Identify the line that contains "Look at the photo above. For each instance of the leafy" in the material. Output it and every line after it, unchanged, through the end.

[Begin Material supplied]

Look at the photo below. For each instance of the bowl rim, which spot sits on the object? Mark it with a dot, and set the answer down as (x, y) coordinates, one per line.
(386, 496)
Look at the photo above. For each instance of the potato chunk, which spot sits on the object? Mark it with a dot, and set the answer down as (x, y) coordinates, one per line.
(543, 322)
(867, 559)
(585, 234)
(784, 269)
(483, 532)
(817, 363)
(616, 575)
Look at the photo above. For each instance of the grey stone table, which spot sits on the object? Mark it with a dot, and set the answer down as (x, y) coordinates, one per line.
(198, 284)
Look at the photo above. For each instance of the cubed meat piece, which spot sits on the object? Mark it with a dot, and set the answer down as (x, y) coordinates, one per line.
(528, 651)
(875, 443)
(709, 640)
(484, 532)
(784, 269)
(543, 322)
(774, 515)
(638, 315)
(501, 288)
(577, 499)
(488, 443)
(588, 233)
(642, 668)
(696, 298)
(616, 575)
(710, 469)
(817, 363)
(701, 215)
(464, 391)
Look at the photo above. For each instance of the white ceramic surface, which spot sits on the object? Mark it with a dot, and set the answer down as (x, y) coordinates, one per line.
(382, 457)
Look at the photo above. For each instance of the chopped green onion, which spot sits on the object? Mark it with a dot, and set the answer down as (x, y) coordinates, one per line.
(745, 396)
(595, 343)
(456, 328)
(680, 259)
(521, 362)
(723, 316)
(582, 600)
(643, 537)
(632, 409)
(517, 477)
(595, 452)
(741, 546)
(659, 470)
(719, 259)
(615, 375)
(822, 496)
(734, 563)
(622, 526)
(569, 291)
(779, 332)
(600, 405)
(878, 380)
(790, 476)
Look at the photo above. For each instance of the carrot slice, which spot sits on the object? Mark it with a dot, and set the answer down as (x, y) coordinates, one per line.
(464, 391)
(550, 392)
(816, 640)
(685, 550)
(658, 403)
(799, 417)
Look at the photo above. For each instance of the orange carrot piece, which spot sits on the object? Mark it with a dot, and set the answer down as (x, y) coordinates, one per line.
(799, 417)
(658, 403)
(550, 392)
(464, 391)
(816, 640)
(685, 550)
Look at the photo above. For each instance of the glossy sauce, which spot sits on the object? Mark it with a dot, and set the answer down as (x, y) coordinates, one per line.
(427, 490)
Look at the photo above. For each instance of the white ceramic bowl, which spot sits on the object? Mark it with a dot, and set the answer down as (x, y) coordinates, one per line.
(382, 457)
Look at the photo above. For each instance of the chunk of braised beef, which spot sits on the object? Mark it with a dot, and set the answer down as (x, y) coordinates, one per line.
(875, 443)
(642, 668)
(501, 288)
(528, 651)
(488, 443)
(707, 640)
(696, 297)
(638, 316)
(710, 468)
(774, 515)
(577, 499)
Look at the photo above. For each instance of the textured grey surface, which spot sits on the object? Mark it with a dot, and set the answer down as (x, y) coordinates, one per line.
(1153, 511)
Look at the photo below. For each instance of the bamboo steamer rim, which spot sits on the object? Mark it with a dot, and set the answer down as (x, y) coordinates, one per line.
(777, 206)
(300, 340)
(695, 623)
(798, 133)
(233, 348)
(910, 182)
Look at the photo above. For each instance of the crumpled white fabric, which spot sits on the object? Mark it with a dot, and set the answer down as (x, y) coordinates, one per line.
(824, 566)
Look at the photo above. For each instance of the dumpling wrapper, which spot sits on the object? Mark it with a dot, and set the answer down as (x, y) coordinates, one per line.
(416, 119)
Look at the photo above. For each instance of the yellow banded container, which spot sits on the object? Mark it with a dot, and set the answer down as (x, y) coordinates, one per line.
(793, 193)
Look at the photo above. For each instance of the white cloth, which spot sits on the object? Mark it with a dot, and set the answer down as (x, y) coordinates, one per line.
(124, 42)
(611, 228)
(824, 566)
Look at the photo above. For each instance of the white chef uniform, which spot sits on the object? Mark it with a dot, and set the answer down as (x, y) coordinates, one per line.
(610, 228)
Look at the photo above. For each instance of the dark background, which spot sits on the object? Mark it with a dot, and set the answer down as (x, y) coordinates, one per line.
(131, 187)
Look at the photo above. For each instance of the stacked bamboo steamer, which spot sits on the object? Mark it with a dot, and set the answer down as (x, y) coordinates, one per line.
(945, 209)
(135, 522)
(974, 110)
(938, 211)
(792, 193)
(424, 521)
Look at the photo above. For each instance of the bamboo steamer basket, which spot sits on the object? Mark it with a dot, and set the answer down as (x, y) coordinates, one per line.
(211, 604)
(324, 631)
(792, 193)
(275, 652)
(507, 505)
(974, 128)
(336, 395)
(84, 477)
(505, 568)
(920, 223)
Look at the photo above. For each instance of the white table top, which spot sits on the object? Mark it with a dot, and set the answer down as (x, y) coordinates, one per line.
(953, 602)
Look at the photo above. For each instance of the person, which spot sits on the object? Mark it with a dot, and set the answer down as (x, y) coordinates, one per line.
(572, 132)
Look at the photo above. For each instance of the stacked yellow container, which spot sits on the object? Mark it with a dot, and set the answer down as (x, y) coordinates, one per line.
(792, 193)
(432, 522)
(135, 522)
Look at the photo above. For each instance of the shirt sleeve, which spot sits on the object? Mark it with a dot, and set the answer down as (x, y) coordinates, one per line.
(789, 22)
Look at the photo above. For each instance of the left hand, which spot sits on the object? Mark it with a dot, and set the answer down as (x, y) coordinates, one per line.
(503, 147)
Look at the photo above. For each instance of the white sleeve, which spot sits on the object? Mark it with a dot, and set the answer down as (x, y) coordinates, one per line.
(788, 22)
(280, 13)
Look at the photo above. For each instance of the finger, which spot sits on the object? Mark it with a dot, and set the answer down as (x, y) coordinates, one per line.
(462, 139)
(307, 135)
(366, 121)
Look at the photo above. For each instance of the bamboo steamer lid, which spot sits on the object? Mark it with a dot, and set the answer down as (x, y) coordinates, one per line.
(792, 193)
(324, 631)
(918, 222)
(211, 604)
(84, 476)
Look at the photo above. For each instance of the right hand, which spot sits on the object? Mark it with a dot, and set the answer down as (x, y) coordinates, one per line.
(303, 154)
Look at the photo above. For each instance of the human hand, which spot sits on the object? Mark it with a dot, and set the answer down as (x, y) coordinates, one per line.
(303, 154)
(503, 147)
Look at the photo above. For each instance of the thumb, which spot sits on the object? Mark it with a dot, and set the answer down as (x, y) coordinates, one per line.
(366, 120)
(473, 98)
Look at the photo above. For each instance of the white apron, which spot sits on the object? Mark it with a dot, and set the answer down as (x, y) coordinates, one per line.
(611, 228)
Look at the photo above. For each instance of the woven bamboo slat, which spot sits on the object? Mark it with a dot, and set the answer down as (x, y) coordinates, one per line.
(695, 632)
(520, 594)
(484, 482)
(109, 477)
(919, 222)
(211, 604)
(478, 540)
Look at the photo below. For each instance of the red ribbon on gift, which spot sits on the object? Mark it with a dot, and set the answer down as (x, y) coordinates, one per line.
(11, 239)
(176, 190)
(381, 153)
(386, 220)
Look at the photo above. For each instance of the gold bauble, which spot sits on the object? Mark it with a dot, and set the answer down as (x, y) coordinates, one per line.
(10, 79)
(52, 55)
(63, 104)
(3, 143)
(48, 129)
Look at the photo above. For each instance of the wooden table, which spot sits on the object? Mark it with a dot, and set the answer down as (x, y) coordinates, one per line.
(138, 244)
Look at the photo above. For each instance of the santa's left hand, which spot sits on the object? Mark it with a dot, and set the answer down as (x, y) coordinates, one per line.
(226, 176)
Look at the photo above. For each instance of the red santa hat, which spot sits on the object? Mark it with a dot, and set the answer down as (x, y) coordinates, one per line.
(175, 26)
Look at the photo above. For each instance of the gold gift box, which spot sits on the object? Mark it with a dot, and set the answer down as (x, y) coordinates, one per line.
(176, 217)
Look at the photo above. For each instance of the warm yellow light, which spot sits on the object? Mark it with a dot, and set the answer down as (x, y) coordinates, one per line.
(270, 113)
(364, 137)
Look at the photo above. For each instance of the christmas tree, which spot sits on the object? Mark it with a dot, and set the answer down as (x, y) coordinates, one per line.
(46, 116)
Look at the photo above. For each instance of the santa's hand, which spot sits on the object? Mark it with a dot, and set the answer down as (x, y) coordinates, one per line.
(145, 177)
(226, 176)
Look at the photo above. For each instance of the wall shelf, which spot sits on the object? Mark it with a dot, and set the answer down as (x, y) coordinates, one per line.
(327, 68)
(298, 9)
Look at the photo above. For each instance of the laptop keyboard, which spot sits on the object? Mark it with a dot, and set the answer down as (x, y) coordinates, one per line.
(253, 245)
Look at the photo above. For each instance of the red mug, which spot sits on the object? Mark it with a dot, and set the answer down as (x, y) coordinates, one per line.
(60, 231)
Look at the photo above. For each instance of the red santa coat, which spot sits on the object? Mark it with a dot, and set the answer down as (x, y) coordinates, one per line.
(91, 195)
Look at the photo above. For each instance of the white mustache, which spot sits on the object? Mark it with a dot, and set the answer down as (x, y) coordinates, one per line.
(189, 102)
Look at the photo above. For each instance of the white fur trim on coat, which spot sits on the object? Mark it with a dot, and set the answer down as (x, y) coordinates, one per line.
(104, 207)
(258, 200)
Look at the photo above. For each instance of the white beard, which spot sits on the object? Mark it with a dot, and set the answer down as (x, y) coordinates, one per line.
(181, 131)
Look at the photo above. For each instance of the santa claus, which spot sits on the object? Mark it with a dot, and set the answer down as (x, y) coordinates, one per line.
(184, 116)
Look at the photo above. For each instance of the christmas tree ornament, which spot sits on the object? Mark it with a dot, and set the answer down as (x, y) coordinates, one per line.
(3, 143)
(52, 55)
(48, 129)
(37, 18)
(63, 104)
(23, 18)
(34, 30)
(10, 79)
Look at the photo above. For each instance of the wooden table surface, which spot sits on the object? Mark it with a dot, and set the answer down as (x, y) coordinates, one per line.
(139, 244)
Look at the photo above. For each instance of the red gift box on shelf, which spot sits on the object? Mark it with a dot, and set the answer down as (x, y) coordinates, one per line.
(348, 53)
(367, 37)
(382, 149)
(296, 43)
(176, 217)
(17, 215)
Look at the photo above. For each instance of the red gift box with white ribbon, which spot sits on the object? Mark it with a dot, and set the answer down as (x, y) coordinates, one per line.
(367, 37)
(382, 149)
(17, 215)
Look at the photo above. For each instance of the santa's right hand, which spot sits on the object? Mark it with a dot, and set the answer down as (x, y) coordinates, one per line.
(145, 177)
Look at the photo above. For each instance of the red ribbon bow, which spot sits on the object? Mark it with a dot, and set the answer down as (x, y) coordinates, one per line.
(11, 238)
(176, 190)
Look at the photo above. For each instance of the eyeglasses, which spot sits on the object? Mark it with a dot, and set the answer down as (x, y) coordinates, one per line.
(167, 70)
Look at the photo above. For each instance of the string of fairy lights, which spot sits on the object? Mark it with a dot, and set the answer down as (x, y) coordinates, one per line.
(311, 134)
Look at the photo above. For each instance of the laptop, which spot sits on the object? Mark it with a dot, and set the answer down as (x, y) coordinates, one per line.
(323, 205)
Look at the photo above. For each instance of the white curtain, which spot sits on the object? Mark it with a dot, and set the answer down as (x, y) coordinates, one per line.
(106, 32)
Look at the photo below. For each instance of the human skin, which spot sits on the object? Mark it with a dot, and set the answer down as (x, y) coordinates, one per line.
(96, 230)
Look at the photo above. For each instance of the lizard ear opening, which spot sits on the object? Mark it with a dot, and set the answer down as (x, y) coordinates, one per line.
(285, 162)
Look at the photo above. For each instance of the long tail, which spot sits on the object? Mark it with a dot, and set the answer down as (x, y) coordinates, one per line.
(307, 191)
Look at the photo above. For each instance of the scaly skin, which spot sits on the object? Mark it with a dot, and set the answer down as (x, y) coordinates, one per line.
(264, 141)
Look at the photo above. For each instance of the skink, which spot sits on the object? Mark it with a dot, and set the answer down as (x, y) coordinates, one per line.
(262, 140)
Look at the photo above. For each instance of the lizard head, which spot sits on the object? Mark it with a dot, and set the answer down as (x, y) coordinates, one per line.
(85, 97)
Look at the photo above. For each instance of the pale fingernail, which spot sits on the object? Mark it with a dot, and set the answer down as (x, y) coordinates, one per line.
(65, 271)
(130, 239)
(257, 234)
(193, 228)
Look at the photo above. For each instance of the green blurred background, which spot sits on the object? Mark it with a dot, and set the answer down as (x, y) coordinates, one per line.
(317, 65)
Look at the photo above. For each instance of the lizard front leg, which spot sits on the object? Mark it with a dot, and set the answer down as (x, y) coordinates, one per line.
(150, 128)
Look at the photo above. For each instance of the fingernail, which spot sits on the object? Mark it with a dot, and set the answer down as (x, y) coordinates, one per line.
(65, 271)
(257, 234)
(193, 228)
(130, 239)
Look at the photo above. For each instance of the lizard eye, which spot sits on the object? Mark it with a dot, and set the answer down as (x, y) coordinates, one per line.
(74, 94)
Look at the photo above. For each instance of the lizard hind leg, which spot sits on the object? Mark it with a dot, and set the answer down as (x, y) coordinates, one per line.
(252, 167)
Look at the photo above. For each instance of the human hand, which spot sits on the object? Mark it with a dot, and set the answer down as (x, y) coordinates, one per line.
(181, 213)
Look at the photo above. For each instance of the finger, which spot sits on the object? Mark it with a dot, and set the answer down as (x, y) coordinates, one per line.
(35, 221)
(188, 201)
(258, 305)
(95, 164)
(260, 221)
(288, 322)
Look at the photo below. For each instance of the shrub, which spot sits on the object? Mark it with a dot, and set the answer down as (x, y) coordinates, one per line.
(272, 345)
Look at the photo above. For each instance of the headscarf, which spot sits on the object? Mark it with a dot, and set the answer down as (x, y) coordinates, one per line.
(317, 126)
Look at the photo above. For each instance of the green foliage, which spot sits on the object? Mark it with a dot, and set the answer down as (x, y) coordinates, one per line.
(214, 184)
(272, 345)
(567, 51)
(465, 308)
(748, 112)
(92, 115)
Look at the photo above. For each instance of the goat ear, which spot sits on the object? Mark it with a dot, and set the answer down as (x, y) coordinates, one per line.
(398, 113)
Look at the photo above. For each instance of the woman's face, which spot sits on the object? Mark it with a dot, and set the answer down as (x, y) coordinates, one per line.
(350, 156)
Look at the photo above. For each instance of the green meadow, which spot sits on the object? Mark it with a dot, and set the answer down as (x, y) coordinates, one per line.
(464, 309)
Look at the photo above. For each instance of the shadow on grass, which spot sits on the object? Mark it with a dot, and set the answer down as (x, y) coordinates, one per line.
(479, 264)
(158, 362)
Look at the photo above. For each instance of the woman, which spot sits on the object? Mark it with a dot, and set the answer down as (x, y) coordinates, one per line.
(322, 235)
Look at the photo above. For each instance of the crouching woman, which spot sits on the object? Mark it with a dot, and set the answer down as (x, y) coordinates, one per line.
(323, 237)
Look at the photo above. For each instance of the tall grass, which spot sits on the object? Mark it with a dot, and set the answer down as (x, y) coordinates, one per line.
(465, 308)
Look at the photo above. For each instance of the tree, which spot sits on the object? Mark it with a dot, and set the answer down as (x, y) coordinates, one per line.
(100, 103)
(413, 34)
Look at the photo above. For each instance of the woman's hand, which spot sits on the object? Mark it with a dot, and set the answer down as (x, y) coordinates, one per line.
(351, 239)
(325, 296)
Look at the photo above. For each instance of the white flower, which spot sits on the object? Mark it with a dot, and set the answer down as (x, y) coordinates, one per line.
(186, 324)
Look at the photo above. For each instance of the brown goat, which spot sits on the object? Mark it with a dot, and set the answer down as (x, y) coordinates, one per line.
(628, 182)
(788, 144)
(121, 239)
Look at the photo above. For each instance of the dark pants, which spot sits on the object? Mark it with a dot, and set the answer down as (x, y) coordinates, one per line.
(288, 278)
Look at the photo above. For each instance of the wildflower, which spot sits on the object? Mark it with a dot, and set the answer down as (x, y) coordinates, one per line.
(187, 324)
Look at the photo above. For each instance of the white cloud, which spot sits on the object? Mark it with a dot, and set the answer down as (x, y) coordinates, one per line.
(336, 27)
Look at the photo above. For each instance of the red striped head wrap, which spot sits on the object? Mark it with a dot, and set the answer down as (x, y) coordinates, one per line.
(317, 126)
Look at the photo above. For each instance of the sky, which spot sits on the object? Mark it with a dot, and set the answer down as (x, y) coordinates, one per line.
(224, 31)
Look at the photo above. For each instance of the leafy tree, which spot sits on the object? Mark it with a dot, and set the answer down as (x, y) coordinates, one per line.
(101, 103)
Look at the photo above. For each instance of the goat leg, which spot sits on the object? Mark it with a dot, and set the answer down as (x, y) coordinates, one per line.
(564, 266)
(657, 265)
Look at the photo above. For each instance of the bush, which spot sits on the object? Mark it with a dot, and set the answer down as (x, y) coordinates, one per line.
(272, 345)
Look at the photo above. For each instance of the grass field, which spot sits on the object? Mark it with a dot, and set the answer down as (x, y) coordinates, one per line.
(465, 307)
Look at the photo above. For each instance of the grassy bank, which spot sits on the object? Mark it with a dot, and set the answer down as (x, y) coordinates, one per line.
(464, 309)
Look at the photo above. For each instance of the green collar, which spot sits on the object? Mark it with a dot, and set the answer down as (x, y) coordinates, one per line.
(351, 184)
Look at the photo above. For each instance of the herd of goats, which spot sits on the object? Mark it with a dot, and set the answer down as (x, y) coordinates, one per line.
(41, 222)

[End Material supplied]

- [Problem solution]:
Look at the photo above. For each instance of the leafy tree, which spot sits on the object? Mark it with a dot, and set the answer down as (x, y) coordinates, one per line.
(101, 103)
Look at the photo above. For each instance of the goat leg, which spot sits on the object? Mark it with a dot, and set the answer down as (x, y) coordinates, one per line.
(564, 266)
(657, 265)
Look at the photo above. For each instance of the bush, which spot sits on the object? Mark it with a dot, and set the answer down as (x, y) coordinates, one per line.
(272, 345)
Look at the photo above. For each instance of the grass field, which spot sits on the object? Mark it with a dot, and set the answer down as (x, y) coordinates, one per line.
(465, 307)
Look at the photo above. For each instance of the grassy bank, which spot sits on the object? Mark it with a dot, and set the answer down as (x, y) coordinates, one per line.
(464, 309)
Look at the photo above. For each instance of the green collar, which spot sits on the object? Mark it with a dot, and set the answer down as (x, y) coordinates, one per line.
(351, 184)
Look at the photo above. For each instance of the herd of goats, which spot sits on the object? Mark it with a dot, and set the answer down as (x, y) coordinates, one per line.
(41, 222)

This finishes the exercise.